EXERCISE REQUIREMENTS
Figure out how many lines of the material below contain the word "riverbank". Answer with the number only.

RECORDS FOR THIS TASK
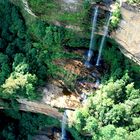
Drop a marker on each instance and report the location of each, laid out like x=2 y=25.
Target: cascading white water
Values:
x=63 y=129
x=91 y=46
x=103 y=40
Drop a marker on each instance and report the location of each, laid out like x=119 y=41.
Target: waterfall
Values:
x=103 y=40
x=63 y=129
x=91 y=46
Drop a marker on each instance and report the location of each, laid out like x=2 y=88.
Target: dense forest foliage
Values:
x=27 y=62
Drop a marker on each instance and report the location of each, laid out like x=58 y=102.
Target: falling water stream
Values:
x=103 y=40
x=91 y=46
x=64 y=121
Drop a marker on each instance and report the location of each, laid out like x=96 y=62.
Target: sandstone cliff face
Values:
x=128 y=34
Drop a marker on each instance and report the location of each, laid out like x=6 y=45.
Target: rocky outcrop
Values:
x=37 y=107
x=128 y=34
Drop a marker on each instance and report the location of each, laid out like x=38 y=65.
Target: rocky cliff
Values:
x=128 y=34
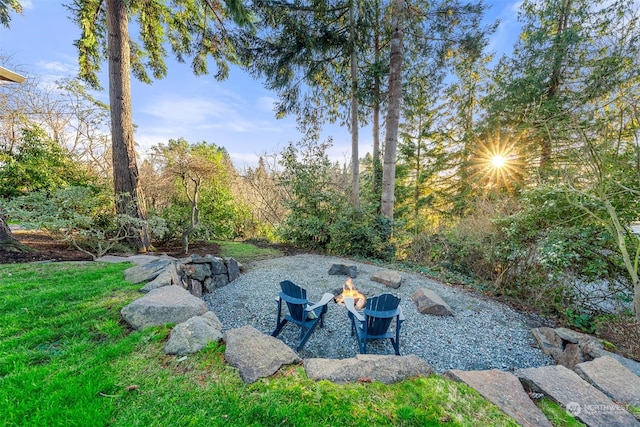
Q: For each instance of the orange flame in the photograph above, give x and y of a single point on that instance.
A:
(350, 291)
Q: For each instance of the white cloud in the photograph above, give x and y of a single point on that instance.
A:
(267, 103)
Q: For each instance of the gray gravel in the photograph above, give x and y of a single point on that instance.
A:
(483, 334)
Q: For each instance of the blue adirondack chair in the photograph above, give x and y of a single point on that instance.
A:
(302, 312)
(374, 321)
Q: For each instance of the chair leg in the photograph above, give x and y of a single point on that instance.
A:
(304, 336)
(279, 322)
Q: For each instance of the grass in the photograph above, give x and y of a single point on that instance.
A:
(245, 252)
(556, 414)
(66, 358)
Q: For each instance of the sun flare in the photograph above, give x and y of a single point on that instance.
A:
(498, 161)
(496, 164)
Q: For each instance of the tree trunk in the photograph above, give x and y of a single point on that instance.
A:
(129, 197)
(376, 108)
(559, 50)
(8, 243)
(355, 160)
(393, 110)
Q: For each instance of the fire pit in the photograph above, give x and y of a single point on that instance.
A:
(350, 291)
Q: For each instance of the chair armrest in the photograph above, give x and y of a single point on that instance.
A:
(350, 304)
(324, 301)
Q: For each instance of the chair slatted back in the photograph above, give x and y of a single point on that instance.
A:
(296, 299)
(379, 312)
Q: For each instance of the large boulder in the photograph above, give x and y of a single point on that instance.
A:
(578, 397)
(194, 334)
(367, 367)
(612, 378)
(169, 304)
(505, 390)
(255, 354)
(428, 302)
(162, 279)
(343, 270)
(389, 278)
(145, 272)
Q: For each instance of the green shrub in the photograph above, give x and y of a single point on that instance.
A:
(361, 233)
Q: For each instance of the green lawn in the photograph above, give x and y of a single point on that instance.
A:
(67, 359)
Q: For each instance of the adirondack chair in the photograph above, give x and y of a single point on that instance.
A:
(302, 312)
(374, 321)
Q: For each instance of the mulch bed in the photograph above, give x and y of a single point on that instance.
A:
(46, 248)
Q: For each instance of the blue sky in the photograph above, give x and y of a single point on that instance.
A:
(235, 113)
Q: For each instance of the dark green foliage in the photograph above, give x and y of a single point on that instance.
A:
(195, 29)
(317, 194)
(5, 7)
(362, 234)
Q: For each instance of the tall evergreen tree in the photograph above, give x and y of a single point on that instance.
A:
(193, 28)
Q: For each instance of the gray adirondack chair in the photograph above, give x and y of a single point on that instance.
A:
(302, 312)
(375, 320)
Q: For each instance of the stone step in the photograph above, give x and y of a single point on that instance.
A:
(612, 378)
(506, 392)
(580, 398)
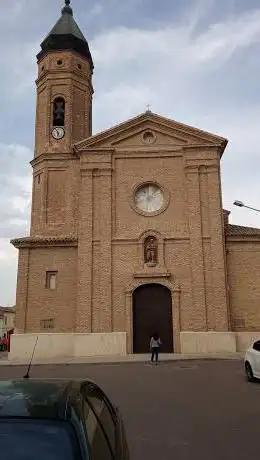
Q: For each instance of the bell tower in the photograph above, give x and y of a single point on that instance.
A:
(63, 117)
(64, 87)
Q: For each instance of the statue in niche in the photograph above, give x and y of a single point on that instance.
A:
(151, 251)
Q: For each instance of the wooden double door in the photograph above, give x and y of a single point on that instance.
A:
(152, 312)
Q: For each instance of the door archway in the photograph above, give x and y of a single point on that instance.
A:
(152, 312)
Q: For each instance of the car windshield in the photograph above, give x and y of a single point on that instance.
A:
(36, 440)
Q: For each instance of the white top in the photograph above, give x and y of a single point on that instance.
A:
(155, 343)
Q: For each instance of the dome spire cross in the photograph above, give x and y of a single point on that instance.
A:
(67, 9)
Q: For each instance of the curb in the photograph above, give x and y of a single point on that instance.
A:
(124, 360)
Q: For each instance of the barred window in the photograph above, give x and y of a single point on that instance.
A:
(59, 112)
(51, 280)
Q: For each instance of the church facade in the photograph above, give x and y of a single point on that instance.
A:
(128, 233)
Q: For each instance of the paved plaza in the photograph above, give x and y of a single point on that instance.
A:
(179, 410)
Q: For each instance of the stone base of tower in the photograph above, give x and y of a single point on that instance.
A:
(66, 345)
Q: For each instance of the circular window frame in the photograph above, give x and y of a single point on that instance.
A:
(166, 199)
(148, 131)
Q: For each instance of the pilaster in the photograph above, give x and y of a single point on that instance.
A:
(199, 319)
(85, 253)
(22, 290)
(219, 305)
(106, 250)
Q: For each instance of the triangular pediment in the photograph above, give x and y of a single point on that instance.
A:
(149, 129)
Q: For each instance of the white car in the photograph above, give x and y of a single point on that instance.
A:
(252, 362)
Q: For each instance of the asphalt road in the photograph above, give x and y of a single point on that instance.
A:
(177, 410)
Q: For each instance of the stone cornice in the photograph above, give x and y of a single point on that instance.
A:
(43, 241)
(51, 157)
(242, 238)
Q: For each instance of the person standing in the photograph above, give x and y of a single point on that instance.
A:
(155, 344)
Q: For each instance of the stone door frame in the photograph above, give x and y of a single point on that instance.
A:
(175, 295)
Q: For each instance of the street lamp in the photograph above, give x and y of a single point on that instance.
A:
(240, 204)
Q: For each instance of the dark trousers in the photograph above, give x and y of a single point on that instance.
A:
(155, 354)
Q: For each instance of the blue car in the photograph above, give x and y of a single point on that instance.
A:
(59, 420)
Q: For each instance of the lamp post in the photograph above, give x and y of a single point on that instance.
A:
(240, 204)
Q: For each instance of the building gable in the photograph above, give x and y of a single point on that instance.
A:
(150, 129)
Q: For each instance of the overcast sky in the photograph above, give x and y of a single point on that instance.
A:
(196, 61)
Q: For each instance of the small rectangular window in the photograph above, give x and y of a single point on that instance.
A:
(51, 280)
(47, 323)
(38, 179)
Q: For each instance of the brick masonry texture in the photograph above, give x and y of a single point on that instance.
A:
(85, 225)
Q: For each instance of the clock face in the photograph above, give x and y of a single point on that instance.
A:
(58, 132)
(149, 198)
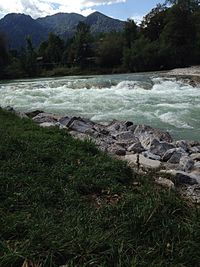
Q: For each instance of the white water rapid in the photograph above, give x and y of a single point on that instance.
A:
(142, 98)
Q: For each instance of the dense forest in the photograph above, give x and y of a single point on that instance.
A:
(168, 37)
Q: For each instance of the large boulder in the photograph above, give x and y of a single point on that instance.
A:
(140, 160)
(136, 148)
(81, 125)
(174, 155)
(186, 164)
(116, 150)
(46, 117)
(147, 134)
(118, 126)
(159, 147)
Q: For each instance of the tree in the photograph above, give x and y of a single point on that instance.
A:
(130, 33)
(52, 50)
(81, 47)
(154, 22)
(3, 53)
(177, 38)
(109, 50)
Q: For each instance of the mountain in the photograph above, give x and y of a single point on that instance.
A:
(62, 24)
(100, 23)
(18, 26)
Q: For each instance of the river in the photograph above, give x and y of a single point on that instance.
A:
(150, 99)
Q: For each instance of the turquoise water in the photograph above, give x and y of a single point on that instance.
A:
(142, 98)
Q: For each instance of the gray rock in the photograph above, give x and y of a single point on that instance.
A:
(146, 134)
(194, 149)
(185, 178)
(22, 115)
(32, 114)
(186, 163)
(165, 183)
(118, 126)
(81, 125)
(175, 158)
(47, 124)
(182, 144)
(195, 156)
(117, 150)
(160, 147)
(136, 148)
(193, 193)
(46, 117)
(125, 135)
(149, 155)
(144, 162)
(173, 155)
(66, 121)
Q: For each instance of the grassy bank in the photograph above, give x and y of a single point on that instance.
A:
(62, 202)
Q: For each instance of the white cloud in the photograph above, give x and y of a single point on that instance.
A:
(40, 8)
(137, 18)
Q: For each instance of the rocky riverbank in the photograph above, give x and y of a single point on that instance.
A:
(144, 147)
(189, 74)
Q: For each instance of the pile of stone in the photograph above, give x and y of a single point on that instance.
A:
(141, 145)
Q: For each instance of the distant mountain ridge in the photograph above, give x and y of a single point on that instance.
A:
(18, 26)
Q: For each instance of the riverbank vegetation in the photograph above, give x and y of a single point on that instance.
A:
(63, 202)
(168, 37)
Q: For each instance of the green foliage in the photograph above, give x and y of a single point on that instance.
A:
(52, 50)
(109, 50)
(80, 50)
(130, 33)
(168, 37)
(3, 53)
(62, 202)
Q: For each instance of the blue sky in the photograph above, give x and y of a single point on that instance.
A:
(121, 9)
(129, 9)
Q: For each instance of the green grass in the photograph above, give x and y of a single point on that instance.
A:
(62, 202)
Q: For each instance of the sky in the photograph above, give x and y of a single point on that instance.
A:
(120, 9)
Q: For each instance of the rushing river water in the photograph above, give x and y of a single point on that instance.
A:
(142, 98)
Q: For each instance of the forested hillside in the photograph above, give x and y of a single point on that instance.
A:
(168, 37)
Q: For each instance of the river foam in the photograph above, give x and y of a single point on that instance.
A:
(143, 98)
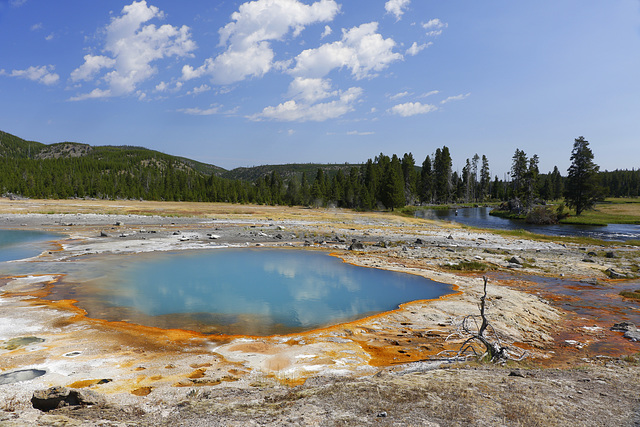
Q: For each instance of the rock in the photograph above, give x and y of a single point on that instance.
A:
(356, 246)
(58, 397)
(614, 274)
(624, 327)
(632, 335)
(516, 260)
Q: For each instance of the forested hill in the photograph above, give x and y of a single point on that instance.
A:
(12, 146)
(287, 171)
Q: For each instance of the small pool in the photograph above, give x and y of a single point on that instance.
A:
(20, 244)
(245, 291)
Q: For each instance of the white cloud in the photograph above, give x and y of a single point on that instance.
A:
(213, 109)
(96, 93)
(361, 49)
(416, 48)
(92, 65)
(434, 27)
(292, 111)
(396, 7)
(455, 98)
(430, 93)
(248, 37)
(398, 95)
(310, 90)
(412, 108)
(43, 74)
(200, 89)
(132, 48)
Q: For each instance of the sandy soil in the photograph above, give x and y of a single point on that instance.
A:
(387, 369)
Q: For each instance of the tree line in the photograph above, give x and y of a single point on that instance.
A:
(384, 182)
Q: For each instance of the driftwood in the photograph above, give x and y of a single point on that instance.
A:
(482, 340)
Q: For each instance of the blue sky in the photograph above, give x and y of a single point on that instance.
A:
(289, 81)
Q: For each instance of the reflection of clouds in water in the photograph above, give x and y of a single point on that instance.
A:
(288, 271)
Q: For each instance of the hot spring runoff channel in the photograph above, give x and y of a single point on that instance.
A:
(245, 291)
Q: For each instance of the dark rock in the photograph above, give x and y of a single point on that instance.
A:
(632, 335)
(516, 260)
(624, 327)
(614, 274)
(58, 397)
(356, 246)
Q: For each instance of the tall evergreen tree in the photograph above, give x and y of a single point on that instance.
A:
(582, 191)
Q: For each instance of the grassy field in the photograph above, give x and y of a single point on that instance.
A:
(611, 211)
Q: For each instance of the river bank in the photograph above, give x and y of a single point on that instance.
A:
(160, 376)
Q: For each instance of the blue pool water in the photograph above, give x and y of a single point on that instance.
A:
(20, 244)
(249, 291)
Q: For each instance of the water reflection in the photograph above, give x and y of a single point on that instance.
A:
(20, 244)
(479, 217)
(244, 291)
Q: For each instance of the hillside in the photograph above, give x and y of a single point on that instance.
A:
(287, 171)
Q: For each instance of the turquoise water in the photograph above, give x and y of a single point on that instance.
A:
(20, 244)
(248, 291)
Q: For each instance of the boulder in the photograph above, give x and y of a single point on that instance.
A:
(58, 397)
(356, 246)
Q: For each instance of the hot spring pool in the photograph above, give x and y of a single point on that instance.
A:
(245, 291)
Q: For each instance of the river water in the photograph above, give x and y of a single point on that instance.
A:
(20, 244)
(479, 217)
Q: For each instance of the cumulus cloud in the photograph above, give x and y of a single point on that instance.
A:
(43, 74)
(359, 133)
(213, 109)
(416, 48)
(92, 65)
(455, 98)
(131, 48)
(310, 90)
(412, 108)
(248, 37)
(434, 27)
(361, 49)
(300, 111)
(396, 7)
(398, 95)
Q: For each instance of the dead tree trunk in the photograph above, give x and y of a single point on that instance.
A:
(493, 350)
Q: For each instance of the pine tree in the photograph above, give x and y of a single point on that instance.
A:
(582, 191)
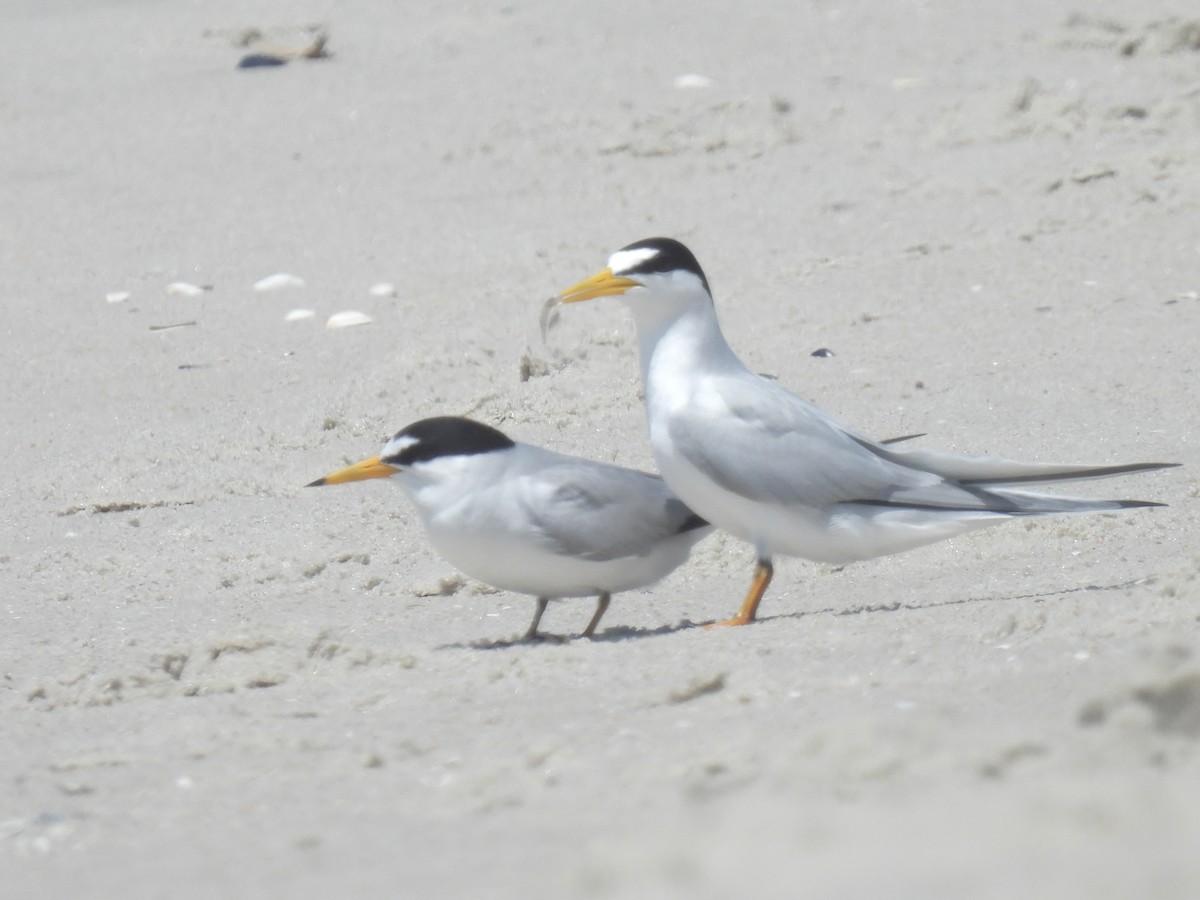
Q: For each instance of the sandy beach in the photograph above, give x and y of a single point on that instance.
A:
(217, 683)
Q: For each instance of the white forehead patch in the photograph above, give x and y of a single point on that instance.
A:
(397, 445)
(625, 259)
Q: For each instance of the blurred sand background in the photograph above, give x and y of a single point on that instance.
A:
(219, 684)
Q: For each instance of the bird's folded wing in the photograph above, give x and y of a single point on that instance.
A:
(604, 513)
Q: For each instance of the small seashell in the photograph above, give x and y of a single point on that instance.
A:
(181, 288)
(347, 318)
(279, 281)
(261, 60)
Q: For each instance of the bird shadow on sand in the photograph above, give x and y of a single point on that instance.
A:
(623, 633)
(610, 635)
(900, 606)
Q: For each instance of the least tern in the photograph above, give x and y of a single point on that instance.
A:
(528, 520)
(778, 472)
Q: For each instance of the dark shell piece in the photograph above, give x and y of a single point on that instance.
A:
(259, 60)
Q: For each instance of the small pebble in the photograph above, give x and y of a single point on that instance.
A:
(181, 288)
(347, 318)
(279, 281)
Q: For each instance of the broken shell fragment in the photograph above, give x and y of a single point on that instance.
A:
(181, 288)
(347, 318)
(279, 281)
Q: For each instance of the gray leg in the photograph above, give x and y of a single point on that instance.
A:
(601, 606)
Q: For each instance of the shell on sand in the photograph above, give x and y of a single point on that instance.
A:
(279, 282)
(347, 318)
(183, 288)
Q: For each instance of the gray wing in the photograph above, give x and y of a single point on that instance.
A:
(601, 513)
(761, 442)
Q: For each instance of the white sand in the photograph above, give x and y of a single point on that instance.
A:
(227, 685)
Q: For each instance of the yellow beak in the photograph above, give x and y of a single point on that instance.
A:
(358, 472)
(603, 283)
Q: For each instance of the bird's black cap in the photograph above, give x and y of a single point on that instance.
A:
(445, 436)
(669, 256)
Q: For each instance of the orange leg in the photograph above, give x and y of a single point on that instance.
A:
(532, 634)
(762, 575)
(601, 605)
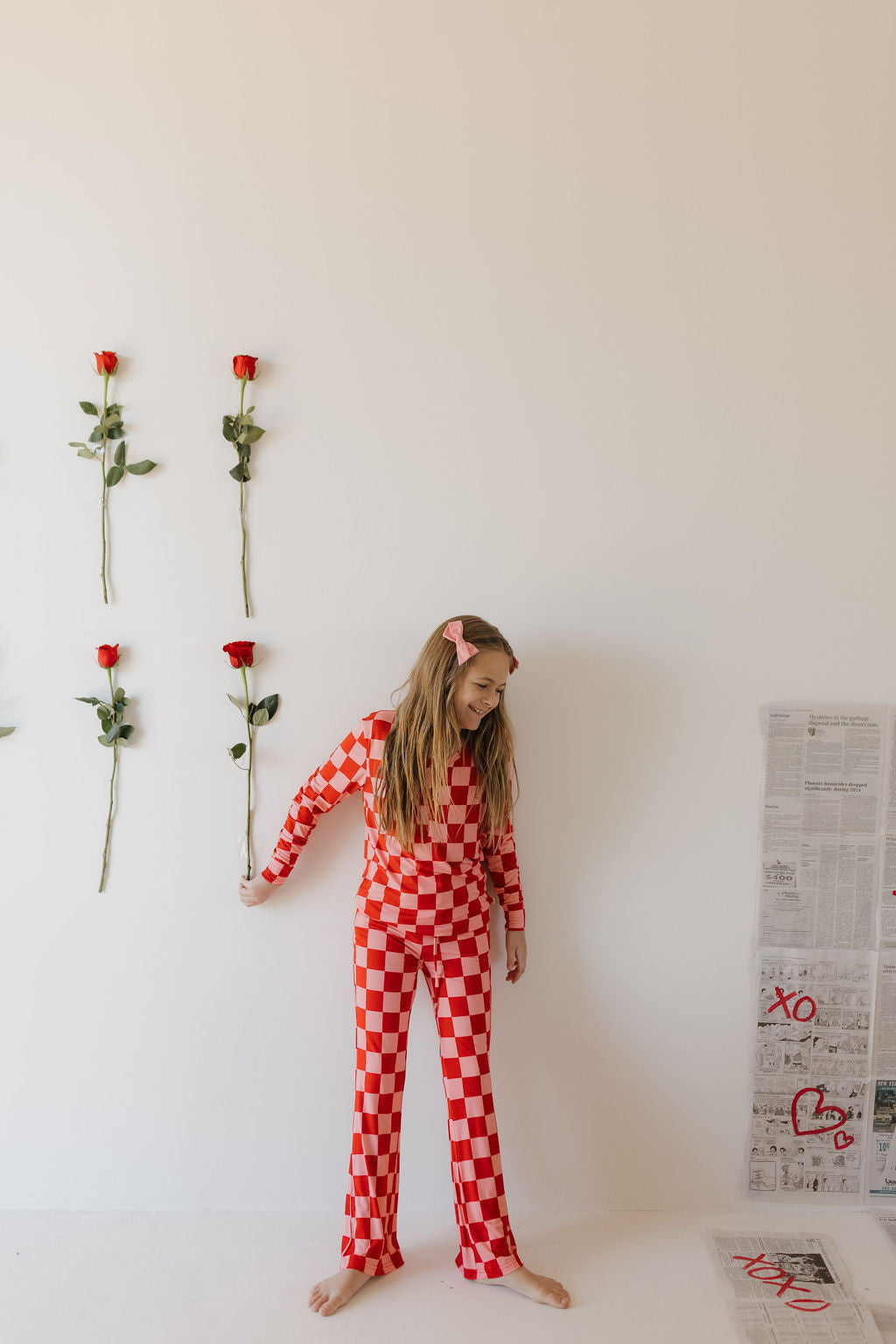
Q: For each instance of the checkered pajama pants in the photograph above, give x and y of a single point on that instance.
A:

RESPONSE AREA
2